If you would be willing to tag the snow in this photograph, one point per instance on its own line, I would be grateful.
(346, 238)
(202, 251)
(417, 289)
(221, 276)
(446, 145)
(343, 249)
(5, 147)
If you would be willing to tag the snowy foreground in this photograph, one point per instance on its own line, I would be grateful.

○ ○ ○ ○

The full set of entries must be transcribed exactly.

If you would be willing to tag the snow in this photograph, one point per instance on its own line, I would be grateful.
(346, 238)
(202, 251)
(417, 289)
(221, 276)
(446, 145)
(343, 249)
(5, 147)
If you would be willing to tag the snowy foreground in this photograph, one point per instance on its own line, I would be grateful.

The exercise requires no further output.